> **WHAT IS EXPECTED**
Go through the material and write it all out exactly, minus the pictures.

> **EXTRACTED MATERIAL**
· · · · · · ·
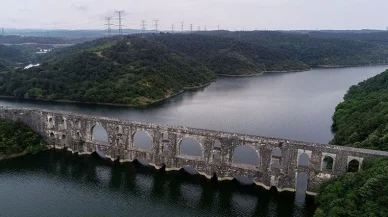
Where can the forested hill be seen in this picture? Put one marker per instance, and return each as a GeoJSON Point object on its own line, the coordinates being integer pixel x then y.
{"type": "Point", "coordinates": [131, 71]}
{"type": "Point", "coordinates": [316, 51]}
{"type": "Point", "coordinates": [362, 119]}
{"type": "Point", "coordinates": [9, 56]}
{"type": "Point", "coordinates": [229, 56]}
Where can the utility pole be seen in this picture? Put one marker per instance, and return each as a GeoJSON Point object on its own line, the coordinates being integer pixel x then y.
{"type": "Point", "coordinates": [156, 25]}
{"type": "Point", "coordinates": [143, 25]}
{"type": "Point", "coordinates": [109, 24]}
{"type": "Point", "coordinates": [120, 13]}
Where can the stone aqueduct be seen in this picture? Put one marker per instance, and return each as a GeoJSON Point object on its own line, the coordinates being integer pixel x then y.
{"type": "Point", "coordinates": [75, 132]}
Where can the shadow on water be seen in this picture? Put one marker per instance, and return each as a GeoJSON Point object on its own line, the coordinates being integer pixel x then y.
{"type": "Point", "coordinates": [127, 185]}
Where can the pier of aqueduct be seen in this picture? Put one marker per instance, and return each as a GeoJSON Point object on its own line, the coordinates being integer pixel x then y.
{"type": "Point", "coordinates": [279, 160]}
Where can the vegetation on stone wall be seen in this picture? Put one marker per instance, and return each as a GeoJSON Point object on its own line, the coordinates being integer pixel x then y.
{"type": "Point", "coordinates": [356, 194]}
{"type": "Point", "coordinates": [16, 138]}
{"type": "Point", "coordinates": [360, 121]}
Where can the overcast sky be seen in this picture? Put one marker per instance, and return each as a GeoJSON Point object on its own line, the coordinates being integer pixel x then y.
{"type": "Point", "coordinates": [229, 14]}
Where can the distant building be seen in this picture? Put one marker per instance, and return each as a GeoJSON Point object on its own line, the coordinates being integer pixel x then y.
{"type": "Point", "coordinates": [43, 51]}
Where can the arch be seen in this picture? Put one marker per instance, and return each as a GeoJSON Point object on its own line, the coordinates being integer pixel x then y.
{"type": "Point", "coordinates": [190, 170]}
{"type": "Point", "coordinates": [244, 180]}
{"type": "Point", "coordinates": [275, 165]}
{"type": "Point", "coordinates": [141, 162]}
{"type": "Point", "coordinates": [302, 181]}
{"type": "Point", "coordinates": [246, 154]}
{"type": "Point", "coordinates": [216, 156]}
{"type": "Point", "coordinates": [165, 148]}
{"type": "Point", "coordinates": [99, 134]}
{"type": "Point", "coordinates": [165, 137]}
{"type": "Point", "coordinates": [328, 163]}
{"type": "Point", "coordinates": [142, 140]}
{"type": "Point", "coordinates": [304, 160]}
{"type": "Point", "coordinates": [191, 147]}
{"type": "Point", "coordinates": [277, 152]}
{"type": "Point", "coordinates": [353, 166]}
{"type": "Point", "coordinates": [217, 144]}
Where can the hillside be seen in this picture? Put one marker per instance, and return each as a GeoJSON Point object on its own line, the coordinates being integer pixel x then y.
{"type": "Point", "coordinates": [228, 56]}
{"type": "Point", "coordinates": [17, 138]}
{"type": "Point", "coordinates": [131, 71]}
{"type": "Point", "coordinates": [356, 194]}
{"type": "Point", "coordinates": [316, 51]}
{"type": "Point", "coordinates": [362, 119]}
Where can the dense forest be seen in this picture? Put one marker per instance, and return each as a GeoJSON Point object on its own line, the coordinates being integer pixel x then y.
· · · · · · ·
> **RESULT OF THIS EXERCISE**
Where can the forested hill be seen in this picture? Put one marker per instance, and return each as a GeoJSON Point object on its own line, the coordinates being integer pixel x then y.
{"type": "Point", "coordinates": [131, 71]}
{"type": "Point", "coordinates": [316, 51]}
{"type": "Point", "coordinates": [362, 119]}
{"type": "Point", "coordinates": [9, 56]}
{"type": "Point", "coordinates": [229, 56]}
Where can the utility pole be seen in this picture? Put one marker per instance, and return each as a GeoJSON Point object on its own line, the coordinates being integer pixel x then y.
{"type": "Point", "coordinates": [156, 25]}
{"type": "Point", "coordinates": [143, 25]}
{"type": "Point", "coordinates": [109, 24]}
{"type": "Point", "coordinates": [120, 13]}
Where can the stone aqueduct be seen in this picture? Put one marker per instance, and return each as a GeoJSON Point object on its own line, the coordinates being integer pixel x then y.
{"type": "Point", "coordinates": [75, 132]}
Where can the shadow on water be seen in this picture? Put one marker per instance, and return each as a GeoJSON Point object on its own line, the coordinates being integer pixel x then y.
{"type": "Point", "coordinates": [127, 185]}
Where can the pier of aqueduct be seen in this picture? Put one marker per instance, and return each as a GeoJSON Point object on its own line, the coordinates being integer pixel x then y.
{"type": "Point", "coordinates": [279, 160]}
Where can the vegetation on stone wall be seen in this picture? Put one marker per instance, and return each as a GeoJSON Point object on its own line, the coordinates being integer pixel x then y.
{"type": "Point", "coordinates": [356, 194]}
{"type": "Point", "coordinates": [16, 138]}
{"type": "Point", "coordinates": [360, 121]}
Where can the overcast sky be seen in this picture? Put one marker per instance, and return each as a GeoJSON Point object on its own line, the coordinates being integer pixel x then y.
{"type": "Point", "coordinates": [229, 14]}
Where can the distant building be seen in this picture? Put one marker per instance, and return each as a GeoJSON Point object on its own line, the coordinates being integer pixel x then y.
{"type": "Point", "coordinates": [43, 51]}
Where can the arch be seen in this picture? Put one marker per instance, and return each as a GeoJSON Point object on its own line, the coordinates being integer pixel x then y.
{"type": "Point", "coordinates": [190, 170]}
{"type": "Point", "coordinates": [244, 180]}
{"type": "Point", "coordinates": [275, 165]}
{"type": "Point", "coordinates": [141, 162]}
{"type": "Point", "coordinates": [302, 181]}
{"type": "Point", "coordinates": [246, 154]}
{"type": "Point", "coordinates": [216, 156]}
{"type": "Point", "coordinates": [165, 148]}
{"type": "Point", "coordinates": [99, 134]}
{"type": "Point", "coordinates": [165, 137]}
{"type": "Point", "coordinates": [328, 163]}
{"type": "Point", "coordinates": [142, 140]}
{"type": "Point", "coordinates": [304, 160]}
{"type": "Point", "coordinates": [191, 147]}
{"type": "Point", "coordinates": [277, 152]}
{"type": "Point", "coordinates": [353, 166]}
{"type": "Point", "coordinates": [217, 144]}
Where can the hillside be seen in this picture? Put one marker per instance, and return each as a GeoJSON Point object on its own line, the coordinates being integer pixel x then y.
{"type": "Point", "coordinates": [228, 56]}
{"type": "Point", "coordinates": [17, 138]}
{"type": "Point", "coordinates": [131, 71]}
{"type": "Point", "coordinates": [356, 194]}
{"type": "Point", "coordinates": [316, 51]}
{"type": "Point", "coordinates": [362, 119]}
Where can the dense forest be seen in this picture? Put one marker per instance, and return each as a GeoJSON Point object on its own line, the coordinates being integer pixel x then y.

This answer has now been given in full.